[Instructions]
a. In the Modern Portfolio Theory text, copy the passage starting with "## Introduction" and going on through "of investments, mathematically.", replacing "dreams" with "hopes".
b. According to the Modern Portfolio Theory text, who suggested the theory, and in what year?

## Introduction

Since this concept is unknown to a lot of non-finance grads, I’ll try my best to cover the topic as quickly as possible, and yet make it explainable.
We all have some dreams about how we’re going to spend our lives. And most of these dreams may require us to be financially sufficient, if not rich. And when I say that, I am sure everyone thinks about either starting-up something or investing. Here we’re going to focus on the later. Everyone knows the importance and benefits of investment, and types of financing options available for any investment. Sadly, while many have mentally accepted they’d want to invest when they start earning, a very few know how to!
Modern Portfolio Theory, henceforth referred to as MPT, is the starting point to understand the world of investments, mathematically.
Harry Markowitz suggested the MPT in 1952 for which he won the Nobel Prize in Economic Sciences later.

## Understanding the parameters of MPT

MPT is an entirely risk-return based assessment of your Portfolio. This means all it looks for is how to maximize your returns for a given amount of risk. It assumes that different people have a different risk-taking attitude. A young person would be willing to take a greater risk if it might generate him greater returns. While someone who is old, would not be willing to take higher risks and would remain satisfied with lower returns. Whatever the risk attitude, it tries to search for the ‘combination’ of assets in the Portfolio that would generate the highest possible returns (for some risk).
I hope we are clear with the very basic idea of what MPT is. Now let’s briefly understand how MPT defines risk and return for its assessment.
According to MPT, returns are simply the profit you make on an asset over a period of time. It would be negative in case of a loss. Obviously, this is very much intuitive.

Mathematically, R is the percentage change in the value of assets.

Items from a data source
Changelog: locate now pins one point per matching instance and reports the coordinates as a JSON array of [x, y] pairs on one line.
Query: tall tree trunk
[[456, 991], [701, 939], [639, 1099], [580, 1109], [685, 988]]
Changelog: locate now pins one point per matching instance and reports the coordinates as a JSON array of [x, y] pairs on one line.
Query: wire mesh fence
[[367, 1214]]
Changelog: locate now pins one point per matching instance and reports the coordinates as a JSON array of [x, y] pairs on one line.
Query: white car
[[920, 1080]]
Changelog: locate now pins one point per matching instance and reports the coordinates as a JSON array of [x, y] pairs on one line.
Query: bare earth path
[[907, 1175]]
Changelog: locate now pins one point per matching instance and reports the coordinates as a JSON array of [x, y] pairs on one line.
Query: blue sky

[Responses]
a.
## Introduction

Since this concept is unknown to a lot of non-finance grads, I’ll try my best to cover the topic as quickly as possible, and yet make it explainable.
We all have some hopes about how we’re going to spend our lives. And most of these hopes may require us to be financially sufficient, if not rich. And when I say that, I am sure everyone thinks about either starting-up something or investing. Here we’re going to focus on the later. Everyone knows the importance and benefits of investment, and types of financing options available for any investment. Sadly, while many have mentally accepted they’d want to invest when they start earning, a very few know how to!
Modern Portfolio Theory, henceforth referred to as MPT, is the starting point to understand the world of investments, mathematically.

b. Harry Markowitz suggested it in 1952.